(SOURCE EXCERPT):
+-------+

02 Damped Galvanometer

02 Damped Galvanometer#

Aim#

To show various modes of damping (under-, critical- and overdamping)

Subjects#

3A50 (Damped Oscillators)
5K10 (Induced Currents and Forces)

Diagram#

../../../../../_images/figure_0136.png — Fig. 322 .#

Equipment#

Lightspot galvanometer
Resistance-box (\(10\mathrm{~k\Omega}\))
Laser
Stopwatch
(Torsionwire model, see Figure 324).

Presentation#

Galvanometer and laser are positioned in such a way that, in the neutral position of the galvanometer, the reflected laser beam is projected on the blackboard behind the laser (see Figure 323). This neutral position is chalk-marked on the blackboard.

+-------+

(DATA SUPPLIED):
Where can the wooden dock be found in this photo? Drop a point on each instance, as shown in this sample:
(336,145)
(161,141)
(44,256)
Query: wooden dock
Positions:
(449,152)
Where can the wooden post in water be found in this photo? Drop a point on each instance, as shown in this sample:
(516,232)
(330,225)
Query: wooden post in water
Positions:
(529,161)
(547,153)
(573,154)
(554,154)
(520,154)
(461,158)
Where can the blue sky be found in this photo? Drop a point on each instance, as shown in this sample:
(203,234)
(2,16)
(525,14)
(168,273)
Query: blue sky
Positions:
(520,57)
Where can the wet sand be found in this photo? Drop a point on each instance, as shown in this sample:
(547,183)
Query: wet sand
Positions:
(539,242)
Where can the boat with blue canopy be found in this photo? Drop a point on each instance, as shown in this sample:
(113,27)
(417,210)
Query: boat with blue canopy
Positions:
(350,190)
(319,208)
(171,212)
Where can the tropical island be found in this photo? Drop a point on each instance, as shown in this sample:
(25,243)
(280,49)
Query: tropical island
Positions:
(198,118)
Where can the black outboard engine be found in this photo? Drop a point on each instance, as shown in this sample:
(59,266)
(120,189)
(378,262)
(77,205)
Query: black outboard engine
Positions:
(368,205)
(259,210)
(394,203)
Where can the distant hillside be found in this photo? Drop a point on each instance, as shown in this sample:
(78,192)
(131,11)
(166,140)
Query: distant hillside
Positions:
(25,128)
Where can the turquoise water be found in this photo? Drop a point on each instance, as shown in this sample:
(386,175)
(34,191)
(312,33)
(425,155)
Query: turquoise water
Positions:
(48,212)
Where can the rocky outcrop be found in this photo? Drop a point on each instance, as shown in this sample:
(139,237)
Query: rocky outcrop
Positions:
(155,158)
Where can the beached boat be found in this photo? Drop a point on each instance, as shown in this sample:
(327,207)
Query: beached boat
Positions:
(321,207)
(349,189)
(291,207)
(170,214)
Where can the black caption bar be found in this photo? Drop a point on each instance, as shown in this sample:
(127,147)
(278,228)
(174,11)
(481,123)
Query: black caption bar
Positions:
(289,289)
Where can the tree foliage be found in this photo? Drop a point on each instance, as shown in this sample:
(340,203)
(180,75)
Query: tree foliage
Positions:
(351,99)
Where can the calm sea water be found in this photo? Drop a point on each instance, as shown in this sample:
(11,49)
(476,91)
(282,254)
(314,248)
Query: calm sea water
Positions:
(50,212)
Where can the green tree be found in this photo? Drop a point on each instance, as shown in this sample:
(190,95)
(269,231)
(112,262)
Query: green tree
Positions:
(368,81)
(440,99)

+-------+

(TASKS AND EXERCISES):
**1)** In the damped galvanometer demonstration, how is the neutral position of the reflected laser beam recorded on the blackboard?
**2)** Continue the damped galvanometer demonstration from the point where the text ends.
The listing plays no part in this work.

(PER-TASK OUTPUTS):
**1)** It is marked in chalk on the blackboard.

**2)**
../../../../../_images/figure_1106.png — Fig. 323 .#

Now the suspension system of the galvanometer is given a deflection by just touching the leads to the galvanometer with your hands. (Charge on your body usually suffices to make the galvanometer deflect.) The movement of the lightspot on the blackboard shows the free oscillation of the galvanometer-mirror-suspension system. After some oscillations the system comes to rest again. The movement is a damped harmonic motion.

Now the resistance box is connected to the galvanometer (after it has been given a deflection again). The oscillation is observed and the difference in damping, compared to the first situation, is clear. The experiment is repeated with \(10\mathrm{~k\Omega}, 6\mathrm{~k\Omega}\) and \(1\mathrm{~k\Omega}\). We have critical damping using \(6\mathrm{~k\Omega}\) and \(1\mathrm{~k\Omega}\) gives very clear overdamping. Overdamping can be made extreme when the leads are shorted ( \(0 \Omega\) ).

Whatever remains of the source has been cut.